(Collected data)
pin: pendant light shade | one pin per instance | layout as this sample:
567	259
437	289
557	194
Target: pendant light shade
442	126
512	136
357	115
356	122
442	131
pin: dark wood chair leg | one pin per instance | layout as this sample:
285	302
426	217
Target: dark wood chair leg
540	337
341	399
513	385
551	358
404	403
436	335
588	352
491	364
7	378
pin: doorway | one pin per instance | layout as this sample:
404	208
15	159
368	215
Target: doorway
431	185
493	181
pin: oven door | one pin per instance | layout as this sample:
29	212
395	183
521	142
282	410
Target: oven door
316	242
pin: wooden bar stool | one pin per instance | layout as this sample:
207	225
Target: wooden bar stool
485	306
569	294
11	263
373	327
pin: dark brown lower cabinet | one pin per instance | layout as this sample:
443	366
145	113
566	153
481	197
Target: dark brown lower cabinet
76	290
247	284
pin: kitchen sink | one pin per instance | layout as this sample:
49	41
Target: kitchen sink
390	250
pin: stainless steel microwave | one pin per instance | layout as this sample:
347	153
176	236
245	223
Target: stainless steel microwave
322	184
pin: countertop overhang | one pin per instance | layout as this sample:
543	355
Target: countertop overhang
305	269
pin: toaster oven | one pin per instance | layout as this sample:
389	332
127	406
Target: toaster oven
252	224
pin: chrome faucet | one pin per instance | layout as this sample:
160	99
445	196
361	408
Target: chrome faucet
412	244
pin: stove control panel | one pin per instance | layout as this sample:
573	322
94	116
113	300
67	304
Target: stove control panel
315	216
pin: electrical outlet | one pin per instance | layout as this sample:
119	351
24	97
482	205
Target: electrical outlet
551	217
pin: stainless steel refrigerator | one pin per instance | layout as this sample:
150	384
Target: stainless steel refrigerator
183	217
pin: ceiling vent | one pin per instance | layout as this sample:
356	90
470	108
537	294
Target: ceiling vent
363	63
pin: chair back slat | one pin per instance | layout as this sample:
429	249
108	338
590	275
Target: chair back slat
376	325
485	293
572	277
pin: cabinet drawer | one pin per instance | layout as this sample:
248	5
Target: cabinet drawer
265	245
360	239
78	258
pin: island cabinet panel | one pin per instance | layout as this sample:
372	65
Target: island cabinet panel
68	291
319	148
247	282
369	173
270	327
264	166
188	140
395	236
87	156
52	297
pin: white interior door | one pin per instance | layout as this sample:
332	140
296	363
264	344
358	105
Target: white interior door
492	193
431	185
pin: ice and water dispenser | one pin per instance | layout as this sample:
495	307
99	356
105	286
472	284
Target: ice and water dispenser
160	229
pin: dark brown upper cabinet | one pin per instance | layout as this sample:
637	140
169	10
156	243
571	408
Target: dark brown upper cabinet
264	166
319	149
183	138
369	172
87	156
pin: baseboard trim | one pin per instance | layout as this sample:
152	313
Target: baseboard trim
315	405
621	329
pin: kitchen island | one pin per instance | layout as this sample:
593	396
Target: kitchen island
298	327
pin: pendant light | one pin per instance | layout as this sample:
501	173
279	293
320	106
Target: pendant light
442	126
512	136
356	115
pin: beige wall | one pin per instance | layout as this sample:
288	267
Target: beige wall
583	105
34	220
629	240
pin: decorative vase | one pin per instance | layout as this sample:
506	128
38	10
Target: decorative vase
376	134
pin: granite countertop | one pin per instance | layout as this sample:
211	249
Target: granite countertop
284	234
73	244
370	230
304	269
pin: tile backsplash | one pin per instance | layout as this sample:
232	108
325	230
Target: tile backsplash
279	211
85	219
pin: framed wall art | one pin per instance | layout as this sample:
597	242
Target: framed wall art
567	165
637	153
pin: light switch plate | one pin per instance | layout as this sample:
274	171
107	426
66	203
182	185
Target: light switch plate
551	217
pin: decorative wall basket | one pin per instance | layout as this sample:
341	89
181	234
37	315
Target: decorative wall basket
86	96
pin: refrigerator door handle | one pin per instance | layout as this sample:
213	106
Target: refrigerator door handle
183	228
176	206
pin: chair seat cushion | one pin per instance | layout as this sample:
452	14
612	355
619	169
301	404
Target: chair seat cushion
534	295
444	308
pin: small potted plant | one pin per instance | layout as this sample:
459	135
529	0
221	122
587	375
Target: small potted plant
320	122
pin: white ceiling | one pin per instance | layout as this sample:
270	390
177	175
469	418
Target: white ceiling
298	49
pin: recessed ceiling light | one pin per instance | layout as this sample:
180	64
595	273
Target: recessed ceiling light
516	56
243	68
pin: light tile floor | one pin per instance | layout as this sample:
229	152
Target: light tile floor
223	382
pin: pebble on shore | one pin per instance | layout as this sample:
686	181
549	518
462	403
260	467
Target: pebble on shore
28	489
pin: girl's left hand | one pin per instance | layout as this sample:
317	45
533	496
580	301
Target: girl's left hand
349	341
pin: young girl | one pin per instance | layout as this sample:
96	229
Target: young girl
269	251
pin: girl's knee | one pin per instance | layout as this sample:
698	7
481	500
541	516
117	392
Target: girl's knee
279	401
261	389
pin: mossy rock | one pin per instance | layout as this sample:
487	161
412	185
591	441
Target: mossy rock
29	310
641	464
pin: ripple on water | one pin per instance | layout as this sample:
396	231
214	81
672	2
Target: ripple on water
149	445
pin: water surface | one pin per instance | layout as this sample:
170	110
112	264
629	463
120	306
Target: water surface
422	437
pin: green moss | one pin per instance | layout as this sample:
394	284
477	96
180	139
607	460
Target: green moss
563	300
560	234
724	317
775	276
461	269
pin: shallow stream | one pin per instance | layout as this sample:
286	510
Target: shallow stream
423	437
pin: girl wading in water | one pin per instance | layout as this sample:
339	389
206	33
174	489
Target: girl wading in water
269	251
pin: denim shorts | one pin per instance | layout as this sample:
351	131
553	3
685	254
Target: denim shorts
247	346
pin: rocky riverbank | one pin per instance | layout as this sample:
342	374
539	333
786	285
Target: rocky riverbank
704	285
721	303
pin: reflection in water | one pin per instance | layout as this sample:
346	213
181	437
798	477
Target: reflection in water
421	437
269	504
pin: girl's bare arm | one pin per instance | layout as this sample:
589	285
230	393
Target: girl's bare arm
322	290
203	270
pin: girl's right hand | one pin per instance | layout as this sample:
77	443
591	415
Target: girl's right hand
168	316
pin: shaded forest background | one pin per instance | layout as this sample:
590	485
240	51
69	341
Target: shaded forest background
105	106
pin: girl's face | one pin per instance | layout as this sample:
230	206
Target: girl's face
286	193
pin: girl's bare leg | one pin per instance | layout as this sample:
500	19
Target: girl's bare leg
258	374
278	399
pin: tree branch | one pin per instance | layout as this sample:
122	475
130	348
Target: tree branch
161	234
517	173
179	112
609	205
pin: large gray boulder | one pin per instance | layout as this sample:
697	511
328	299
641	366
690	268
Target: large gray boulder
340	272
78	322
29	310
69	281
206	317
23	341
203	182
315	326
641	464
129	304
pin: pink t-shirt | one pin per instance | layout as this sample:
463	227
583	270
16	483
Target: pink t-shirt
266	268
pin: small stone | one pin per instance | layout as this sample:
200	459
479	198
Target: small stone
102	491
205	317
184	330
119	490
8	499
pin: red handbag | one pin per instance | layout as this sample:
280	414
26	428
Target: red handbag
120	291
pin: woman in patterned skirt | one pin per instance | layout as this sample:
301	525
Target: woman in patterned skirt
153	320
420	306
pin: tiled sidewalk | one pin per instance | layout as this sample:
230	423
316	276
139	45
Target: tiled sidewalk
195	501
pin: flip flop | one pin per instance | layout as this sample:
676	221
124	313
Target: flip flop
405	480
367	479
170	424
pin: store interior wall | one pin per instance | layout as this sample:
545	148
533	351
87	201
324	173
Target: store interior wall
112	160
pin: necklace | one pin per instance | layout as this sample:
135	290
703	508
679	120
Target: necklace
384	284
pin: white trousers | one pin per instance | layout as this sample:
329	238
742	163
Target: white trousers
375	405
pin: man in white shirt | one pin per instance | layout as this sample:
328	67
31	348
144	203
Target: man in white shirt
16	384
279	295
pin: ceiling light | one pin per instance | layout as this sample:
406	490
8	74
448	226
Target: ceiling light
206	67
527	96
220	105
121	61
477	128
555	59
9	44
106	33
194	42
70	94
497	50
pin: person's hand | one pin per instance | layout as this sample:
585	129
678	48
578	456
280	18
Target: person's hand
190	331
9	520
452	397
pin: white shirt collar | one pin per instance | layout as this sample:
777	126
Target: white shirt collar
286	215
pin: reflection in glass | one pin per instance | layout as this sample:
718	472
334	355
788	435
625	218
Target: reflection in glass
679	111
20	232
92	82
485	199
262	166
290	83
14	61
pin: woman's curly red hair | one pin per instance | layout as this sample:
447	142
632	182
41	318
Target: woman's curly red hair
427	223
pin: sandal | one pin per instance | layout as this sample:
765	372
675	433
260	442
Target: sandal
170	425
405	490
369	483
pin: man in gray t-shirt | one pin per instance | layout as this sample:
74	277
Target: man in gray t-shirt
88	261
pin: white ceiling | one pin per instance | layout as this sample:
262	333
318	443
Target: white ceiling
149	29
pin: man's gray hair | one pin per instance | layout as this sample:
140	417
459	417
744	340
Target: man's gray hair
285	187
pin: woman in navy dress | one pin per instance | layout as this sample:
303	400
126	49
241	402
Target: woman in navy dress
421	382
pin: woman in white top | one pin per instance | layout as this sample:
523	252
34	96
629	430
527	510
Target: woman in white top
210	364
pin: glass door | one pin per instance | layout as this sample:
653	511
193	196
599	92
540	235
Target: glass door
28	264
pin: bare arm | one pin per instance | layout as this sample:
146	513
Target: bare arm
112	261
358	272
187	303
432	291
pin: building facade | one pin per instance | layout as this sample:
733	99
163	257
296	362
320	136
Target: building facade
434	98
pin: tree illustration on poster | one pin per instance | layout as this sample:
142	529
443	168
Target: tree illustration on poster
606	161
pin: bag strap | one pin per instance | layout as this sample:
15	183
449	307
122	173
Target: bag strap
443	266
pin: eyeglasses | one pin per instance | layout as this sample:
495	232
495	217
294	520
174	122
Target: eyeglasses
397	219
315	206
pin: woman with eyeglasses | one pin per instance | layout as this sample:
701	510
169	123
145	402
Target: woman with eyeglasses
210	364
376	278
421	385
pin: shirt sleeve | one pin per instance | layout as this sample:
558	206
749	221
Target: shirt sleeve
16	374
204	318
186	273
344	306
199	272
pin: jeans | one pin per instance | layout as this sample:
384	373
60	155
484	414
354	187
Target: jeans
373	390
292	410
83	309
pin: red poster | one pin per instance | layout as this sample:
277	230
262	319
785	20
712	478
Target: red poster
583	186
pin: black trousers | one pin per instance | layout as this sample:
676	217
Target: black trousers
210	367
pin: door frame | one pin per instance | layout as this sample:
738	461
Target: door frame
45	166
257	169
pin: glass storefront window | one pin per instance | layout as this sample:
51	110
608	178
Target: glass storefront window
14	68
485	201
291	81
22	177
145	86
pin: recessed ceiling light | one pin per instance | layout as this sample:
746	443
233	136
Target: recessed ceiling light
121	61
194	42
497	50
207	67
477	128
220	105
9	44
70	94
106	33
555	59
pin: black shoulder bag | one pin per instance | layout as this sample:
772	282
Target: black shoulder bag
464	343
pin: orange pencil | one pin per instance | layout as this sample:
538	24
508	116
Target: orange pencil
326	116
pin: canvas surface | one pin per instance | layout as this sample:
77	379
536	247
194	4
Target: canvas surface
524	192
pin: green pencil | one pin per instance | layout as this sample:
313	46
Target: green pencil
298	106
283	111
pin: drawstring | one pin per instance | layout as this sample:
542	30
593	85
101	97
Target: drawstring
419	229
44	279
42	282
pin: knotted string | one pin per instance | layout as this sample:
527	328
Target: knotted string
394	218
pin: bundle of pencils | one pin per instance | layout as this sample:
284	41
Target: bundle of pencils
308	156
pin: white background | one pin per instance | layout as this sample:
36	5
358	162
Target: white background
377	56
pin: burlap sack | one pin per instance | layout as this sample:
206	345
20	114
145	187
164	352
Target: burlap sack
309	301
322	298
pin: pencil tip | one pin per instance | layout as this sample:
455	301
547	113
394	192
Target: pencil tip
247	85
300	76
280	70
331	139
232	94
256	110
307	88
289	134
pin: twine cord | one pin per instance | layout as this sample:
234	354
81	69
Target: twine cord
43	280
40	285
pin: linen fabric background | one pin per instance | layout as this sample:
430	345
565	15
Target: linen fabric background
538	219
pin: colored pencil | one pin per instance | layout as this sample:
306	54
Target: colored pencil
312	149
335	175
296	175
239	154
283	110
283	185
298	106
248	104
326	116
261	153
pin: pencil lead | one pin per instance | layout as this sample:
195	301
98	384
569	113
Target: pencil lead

__Your instructions__. What lines in the data hold the word "lead"? Return them.

__Written solution__.
pin: pencil lead | one pin per instance | layout as this sample:
Target: pencil lead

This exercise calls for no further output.